Aim of the exercise - Repeat the entries exactly as they are written.

________________________

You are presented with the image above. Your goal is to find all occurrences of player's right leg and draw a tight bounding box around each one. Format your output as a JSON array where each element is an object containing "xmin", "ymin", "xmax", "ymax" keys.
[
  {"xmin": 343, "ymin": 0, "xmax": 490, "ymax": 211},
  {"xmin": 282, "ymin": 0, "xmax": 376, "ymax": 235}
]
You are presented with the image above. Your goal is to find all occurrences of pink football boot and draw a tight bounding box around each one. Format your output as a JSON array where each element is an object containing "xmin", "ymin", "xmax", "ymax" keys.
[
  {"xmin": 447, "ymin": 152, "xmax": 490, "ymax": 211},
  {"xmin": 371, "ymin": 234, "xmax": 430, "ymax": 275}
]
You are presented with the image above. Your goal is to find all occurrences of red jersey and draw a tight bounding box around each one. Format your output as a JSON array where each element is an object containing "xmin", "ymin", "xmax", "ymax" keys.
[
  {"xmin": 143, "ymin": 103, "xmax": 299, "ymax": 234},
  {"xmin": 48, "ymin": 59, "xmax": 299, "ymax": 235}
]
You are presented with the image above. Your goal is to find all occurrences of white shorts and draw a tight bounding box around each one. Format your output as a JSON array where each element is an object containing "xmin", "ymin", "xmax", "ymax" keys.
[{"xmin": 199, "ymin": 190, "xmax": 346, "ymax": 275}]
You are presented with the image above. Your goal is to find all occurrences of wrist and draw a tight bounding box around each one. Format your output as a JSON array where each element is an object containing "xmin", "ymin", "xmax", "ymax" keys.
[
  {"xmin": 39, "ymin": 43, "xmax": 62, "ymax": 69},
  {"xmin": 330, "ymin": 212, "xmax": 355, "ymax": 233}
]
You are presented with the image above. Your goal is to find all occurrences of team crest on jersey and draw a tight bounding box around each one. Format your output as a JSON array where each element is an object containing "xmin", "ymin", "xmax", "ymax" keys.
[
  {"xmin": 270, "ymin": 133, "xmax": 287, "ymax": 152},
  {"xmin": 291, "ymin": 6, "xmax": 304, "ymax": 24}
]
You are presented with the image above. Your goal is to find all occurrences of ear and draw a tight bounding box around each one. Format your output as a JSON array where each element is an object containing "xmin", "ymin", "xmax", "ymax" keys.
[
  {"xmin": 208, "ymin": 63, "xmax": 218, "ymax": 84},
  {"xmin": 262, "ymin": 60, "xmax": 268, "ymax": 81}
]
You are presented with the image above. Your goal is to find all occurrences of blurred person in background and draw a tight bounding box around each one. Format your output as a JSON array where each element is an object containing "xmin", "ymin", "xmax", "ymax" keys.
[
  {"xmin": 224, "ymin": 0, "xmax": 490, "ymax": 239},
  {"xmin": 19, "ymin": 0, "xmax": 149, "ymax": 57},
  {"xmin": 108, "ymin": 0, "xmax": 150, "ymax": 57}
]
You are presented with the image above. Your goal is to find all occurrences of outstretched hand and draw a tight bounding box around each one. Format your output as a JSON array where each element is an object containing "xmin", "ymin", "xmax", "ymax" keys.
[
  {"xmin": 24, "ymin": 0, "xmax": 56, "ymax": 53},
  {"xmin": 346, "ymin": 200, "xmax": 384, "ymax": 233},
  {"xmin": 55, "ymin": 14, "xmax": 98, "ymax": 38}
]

________________________

Output of the task -
You are presented with the image above. Your goal is to find all occurrences of player's right leg and draw a tight bounding box around each one. Format your output as a JSON array where each element is an object containing "xmin", "ymin", "xmax", "ymax" keys.
[
  {"xmin": 343, "ymin": 0, "xmax": 490, "ymax": 211},
  {"xmin": 282, "ymin": 0, "xmax": 376, "ymax": 235}
]
You are presented with the image above. Your goal is to find all occurrences of pink football boot and draw a tight bounding box around each one. Format your output as a JSON array where each element is an object containing "xmin", "ymin", "xmax", "ymax" keys.
[
  {"xmin": 447, "ymin": 152, "xmax": 490, "ymax": 211},
  {"xmin": 371, "ymin": 234, "xmax": 430, "ymax": 275}
]
You are presented with the image above. Your goal is to find all occurrences of red jersey and draw a tight bounding box around each one. Format your output as a JSON array where each element is an object containing "xmin", "ymin", "xmax", "ymax" keys.
[
  {"xmin": 143, "ymin": 103, "xmax": 299, "ymax": 234},
  {"xmin": 48, "ymin": 59, "xmax": 299, "ymax": 235}
]
You are presented with the image above. Your goal is to find all occurrences of white shorts and draw a tight bounding box around each one. Format your output as a JSON array where each element is an object containing "xmin", "ymin", "xmax", "ymax" keys.
[{"xmin": 199, "ymin": 190, "xmax": 346, "ymax": 275}]
You are presented with the image above. Your goal is to find all occurrences of wrist and draw a tight bounding box around each one. Format your output as a JSON array where each element is an object containing "xmin", "ymin", "xmax", "ymax" keys.
[
  {"xmin": 39, "ymin": 43, "xmax": 62, "ymax": 69},
  {"xmin": 330, "ymin": 212, "xmax": 355, "ymax": 233}
]
You are presented with the image above. Your goal is to find all occurrences of team crest on jersey and draw a tight bounding box around each one. Format your output as a JSON array where each element is an object containing "xmin", "ymin", "xmax", "ymax" keys.
[
  {"xmin": 270, "ymin": 133, "xmax": 287, "ymax": 152},
  {"xmin": 291, "ymin": 6, "xmax": 304, "ymax": 24}
]
You are presented with the image above. Your goal is to find all occurrences of ear and draw a tight bounding box around each one. Format your output as a JSON array where each element is an object containing "xmin", "ymin", "xmax", "ymax" keys.
[
  {"xmin": 208, "ymin": 63, "xmax": 218, "ymax": 84},
  {"xmin": 262, "ymin": 60, "xmax": 268, "ymax": 81}
]
You are presented with the image above. Your goal is to find all occurrences of blurred person in background and draw a tight bounding box around each one. Format your output as a JSON array where each element is an object containing "xmin", "ymin", "xmax", "ymax" keys.
[
  {"xmin": 224, "ymin": 0, "xmax": 490, "ymax": 239},
  {"xmin": 19, "ymin": 0, "xmax": 149, "ymax": 57},
  {"xmin": 108, "ymin": 0, "xmax": 150, "ymax": 57}
]
You are presented with the image above. Your goal is to find all occurrences of outstretched hand and draw a tight bounding box around each one. Format your output as a JSON array where each element is an object containing "xmin", "ymin", "xmax", "ymax" keys.
[
  {"xmin": 24, "ymin": 0, "xmax": 56, "ymax": 53},
  {"xmin": 346, "ymin": 200, "xmax": 384, "ymax": 233},
  {"xmin": 55, "ymin": 14, "xmax": 98, "ymax": 38}
]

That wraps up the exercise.